____ Document

Re: Regular dropped READ messages

Vincent Rischmann Tue, 06 Jun 2017 08:50:30 -0700

Thanks Alexander for the help, lots of good info in there.

I'll try to switch back to CMS and see how it fares.



On Tue, Jun 6, 2017, at 05:06 PM, Alexander Dejanovski wrote:
> Hi Vincent,
> 
> it is very clear, thanks for all the info.
> 
> I would not stick with G1 in your case, as it requires much more heap
> to perform correctly (>24GB).> CMS/ParNew should be much more efficient here 
> and I would go with some
> settings I usually apply on big workloads : 16GB heap / 6GB new gen /
> MaxTenuringThreshold = 5> 
> Large partitions are indeed putting pressure on your heap and
> tombstones as well.> One of your queries is particularly caveated : SELECT 
> app,
> platform, slug, partition, user_id, attributes, state, timezone,
> version FROM table WHERE app = ? AND platform = ? AND slug = ? AND
> partition = ? LIMIT ?> Although you're using the LIMIT clause, it will read 
> the whole
> partition, merge it in memory and only then will it apply the LIMIT.
> Check this blog post for more detailed info :
> http://thelastpickle.com/blog/2017/03/07/The-limit-clause-in-cassandra-might-not-work-as-you-think.html>
>  This can lead you to read the whole 450MB and all the tombstones even
> though you're only targeting a few rows in the partition.> Large partitions 
> are also creating heap pressure during compactions,
> which will issue warnings in the logs (look for "large partition").> 
> You should remove the delete/insert logged batch as it will spread
> over multiple partitions, which is bad for many reasons. It gives you
> no real atomicity, but just the guaranty that if one query succeeds,
> then the rest of the queries will eventually succeed (and that could
> possibly take some time, leaving the cluster in an inconsistent state
> in the meantime). Logged batches have a lot of overheads, one of them
> being a write of the queries to the batchlog table, which will be
> replicated to 2 other nodes, and then deleted after the batch has
> completed.> You'd better turn those into async queries with an external retry
> mechanism.> 
> Tuning the GC should help coping with your data modeling issues.

________

Return the passage of the thread from "Vincent Rischmann Tue, 06" to "all the info.", copied word for word. Work only from the thread on dropped READ messages.

____ Raw data

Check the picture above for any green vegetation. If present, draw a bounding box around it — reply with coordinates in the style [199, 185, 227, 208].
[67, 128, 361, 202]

________

• [Exercise result]:
Vincent Rischmann Tue, 06 Jun 2017 08:50:30 -0700

Thanks Alexander for the help, lots of good info in there.

I'll try to switch back to CMS and see how it fares.



On Tue, Jun 6, 2017, at 05:06 PM, Alexander Dejanovski wrote:
> Hi Vincent,
> 
> it is very clear, thanks for all the info.